• _Work to complete_:
Rewrite the lines of the records as a Markdown table with the columns Row and Line, starting with the line that contains "Indicate a point per instance of the dog's leg" and going through the end of the records. Number each line in the Row column and leave out blank lines.

** Start Supplied records **

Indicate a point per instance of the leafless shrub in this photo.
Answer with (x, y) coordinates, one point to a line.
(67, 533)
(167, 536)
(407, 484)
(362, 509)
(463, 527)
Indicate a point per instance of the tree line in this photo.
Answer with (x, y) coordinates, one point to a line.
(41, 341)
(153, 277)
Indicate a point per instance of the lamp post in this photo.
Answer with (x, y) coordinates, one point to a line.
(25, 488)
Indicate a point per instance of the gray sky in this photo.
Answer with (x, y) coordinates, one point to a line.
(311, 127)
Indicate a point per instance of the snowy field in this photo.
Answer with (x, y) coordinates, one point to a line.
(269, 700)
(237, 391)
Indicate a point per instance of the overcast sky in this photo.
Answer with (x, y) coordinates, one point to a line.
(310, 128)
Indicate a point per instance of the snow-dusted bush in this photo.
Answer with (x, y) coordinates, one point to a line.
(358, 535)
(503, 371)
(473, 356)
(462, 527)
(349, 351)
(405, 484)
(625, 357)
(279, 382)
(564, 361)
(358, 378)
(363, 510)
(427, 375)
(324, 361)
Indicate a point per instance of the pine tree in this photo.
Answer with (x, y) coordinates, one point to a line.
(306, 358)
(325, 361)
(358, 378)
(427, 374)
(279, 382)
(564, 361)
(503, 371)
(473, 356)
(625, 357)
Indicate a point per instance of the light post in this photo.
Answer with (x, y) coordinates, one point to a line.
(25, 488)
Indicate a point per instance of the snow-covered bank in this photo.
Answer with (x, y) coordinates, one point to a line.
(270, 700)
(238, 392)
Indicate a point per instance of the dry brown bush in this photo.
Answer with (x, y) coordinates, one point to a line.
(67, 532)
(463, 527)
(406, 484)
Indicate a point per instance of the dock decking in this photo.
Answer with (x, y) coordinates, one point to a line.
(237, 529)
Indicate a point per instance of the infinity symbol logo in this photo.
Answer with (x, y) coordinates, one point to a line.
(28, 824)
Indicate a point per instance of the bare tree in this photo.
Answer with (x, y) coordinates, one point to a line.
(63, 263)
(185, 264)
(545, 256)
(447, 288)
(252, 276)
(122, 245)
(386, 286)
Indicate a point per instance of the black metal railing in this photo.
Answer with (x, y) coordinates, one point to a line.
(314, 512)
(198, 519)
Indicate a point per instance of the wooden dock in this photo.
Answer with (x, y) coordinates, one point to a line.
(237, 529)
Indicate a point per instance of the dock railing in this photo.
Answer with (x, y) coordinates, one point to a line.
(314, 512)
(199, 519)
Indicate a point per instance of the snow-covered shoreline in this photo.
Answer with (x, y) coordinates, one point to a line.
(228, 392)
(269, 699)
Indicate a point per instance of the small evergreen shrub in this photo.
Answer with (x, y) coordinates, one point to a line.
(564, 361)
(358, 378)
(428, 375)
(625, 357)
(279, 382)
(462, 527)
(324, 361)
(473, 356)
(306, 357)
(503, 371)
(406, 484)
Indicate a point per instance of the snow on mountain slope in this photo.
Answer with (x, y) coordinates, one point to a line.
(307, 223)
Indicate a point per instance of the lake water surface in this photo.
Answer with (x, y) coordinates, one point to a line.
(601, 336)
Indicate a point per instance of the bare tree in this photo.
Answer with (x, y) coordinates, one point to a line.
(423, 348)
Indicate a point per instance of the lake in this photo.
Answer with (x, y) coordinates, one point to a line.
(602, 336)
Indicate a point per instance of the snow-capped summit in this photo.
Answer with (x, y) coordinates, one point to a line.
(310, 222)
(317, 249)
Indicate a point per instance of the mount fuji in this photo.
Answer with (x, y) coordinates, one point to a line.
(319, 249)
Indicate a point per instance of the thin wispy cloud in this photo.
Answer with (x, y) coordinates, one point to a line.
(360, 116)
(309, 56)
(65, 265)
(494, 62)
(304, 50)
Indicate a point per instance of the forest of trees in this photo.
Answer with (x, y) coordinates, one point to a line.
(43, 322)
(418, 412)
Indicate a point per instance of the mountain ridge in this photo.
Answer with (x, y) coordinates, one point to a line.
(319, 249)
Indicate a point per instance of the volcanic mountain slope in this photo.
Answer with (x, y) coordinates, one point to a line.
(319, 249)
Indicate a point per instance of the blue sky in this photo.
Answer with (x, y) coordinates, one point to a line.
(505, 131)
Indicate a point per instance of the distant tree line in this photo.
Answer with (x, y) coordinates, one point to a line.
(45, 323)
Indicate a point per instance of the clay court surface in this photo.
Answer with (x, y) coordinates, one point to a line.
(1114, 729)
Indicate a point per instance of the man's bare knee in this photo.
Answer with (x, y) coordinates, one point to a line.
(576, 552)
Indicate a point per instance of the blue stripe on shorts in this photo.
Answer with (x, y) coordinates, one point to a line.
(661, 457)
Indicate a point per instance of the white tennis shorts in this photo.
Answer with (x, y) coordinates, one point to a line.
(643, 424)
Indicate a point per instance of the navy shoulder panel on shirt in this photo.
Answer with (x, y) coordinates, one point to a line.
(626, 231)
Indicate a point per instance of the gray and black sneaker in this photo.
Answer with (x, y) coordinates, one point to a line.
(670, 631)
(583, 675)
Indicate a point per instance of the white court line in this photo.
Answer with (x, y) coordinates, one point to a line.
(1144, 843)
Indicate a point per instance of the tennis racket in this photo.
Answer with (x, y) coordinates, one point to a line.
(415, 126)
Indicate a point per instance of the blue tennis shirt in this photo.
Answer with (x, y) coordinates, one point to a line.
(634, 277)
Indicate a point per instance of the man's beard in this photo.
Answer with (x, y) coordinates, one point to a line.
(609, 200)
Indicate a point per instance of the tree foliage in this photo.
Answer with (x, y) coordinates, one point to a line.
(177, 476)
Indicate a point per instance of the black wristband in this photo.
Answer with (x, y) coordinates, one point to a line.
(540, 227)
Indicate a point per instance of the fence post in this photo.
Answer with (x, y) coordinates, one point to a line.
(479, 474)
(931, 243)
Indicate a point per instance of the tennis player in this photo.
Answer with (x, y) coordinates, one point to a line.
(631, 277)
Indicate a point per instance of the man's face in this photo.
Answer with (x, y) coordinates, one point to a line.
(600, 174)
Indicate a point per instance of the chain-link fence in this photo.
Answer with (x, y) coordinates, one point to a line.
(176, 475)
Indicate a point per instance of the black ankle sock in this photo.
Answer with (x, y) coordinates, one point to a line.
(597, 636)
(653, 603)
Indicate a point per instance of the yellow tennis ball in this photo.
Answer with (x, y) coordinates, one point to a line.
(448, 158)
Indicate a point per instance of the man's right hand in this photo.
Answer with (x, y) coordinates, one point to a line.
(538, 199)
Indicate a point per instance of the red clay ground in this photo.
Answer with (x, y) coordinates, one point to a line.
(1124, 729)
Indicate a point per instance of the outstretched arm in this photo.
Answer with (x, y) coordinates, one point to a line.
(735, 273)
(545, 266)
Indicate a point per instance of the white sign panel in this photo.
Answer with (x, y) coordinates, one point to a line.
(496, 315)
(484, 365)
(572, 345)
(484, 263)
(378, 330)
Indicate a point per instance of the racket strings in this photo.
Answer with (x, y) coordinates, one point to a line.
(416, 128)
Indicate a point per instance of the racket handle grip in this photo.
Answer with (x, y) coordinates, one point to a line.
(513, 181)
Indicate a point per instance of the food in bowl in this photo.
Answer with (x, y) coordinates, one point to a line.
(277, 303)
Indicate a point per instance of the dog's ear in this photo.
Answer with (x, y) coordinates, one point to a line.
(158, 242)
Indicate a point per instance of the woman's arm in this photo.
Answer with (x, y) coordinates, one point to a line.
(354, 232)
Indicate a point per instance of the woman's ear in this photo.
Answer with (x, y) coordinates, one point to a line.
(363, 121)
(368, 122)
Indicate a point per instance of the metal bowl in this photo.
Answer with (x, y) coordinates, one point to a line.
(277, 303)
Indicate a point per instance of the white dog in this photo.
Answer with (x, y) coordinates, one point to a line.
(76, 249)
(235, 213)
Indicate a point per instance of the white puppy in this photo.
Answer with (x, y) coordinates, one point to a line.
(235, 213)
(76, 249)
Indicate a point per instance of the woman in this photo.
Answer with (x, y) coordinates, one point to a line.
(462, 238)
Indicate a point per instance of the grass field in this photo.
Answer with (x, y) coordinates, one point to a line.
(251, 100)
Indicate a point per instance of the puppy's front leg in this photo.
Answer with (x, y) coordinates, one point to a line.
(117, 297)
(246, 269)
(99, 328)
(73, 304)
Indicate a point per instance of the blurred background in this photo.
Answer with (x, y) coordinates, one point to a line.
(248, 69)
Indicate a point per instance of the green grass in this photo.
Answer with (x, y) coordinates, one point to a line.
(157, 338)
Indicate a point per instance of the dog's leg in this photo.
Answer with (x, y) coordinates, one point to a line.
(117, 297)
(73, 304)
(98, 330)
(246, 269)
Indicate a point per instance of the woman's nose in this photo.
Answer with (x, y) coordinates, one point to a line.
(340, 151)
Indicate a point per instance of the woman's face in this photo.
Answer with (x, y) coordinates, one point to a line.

** End Supplied records **

• _Written solution_:
| Row | Line |
|---|---|
| 1 | Indicate a point per instance of the dog's leg in this photo. |
| 2 | Answer with (x, y) coordinates, one point to a line. |
| 3 | (117, 297) |
| 4 | (73, 304) |
| 5 | (98, 330) |
| 6 | (246, 269) |
| 7 | Indicate a point per instance of the woman's nose in this photo. |
| 8 | Answer with (x, y) coordinates, one point to a line. |
| 9 | (340, 151) |
| 10 | Indicate a point per instance of the woman's face in this photo. |
| 11 | Answer with (x, y) coordinates, one point to a line. |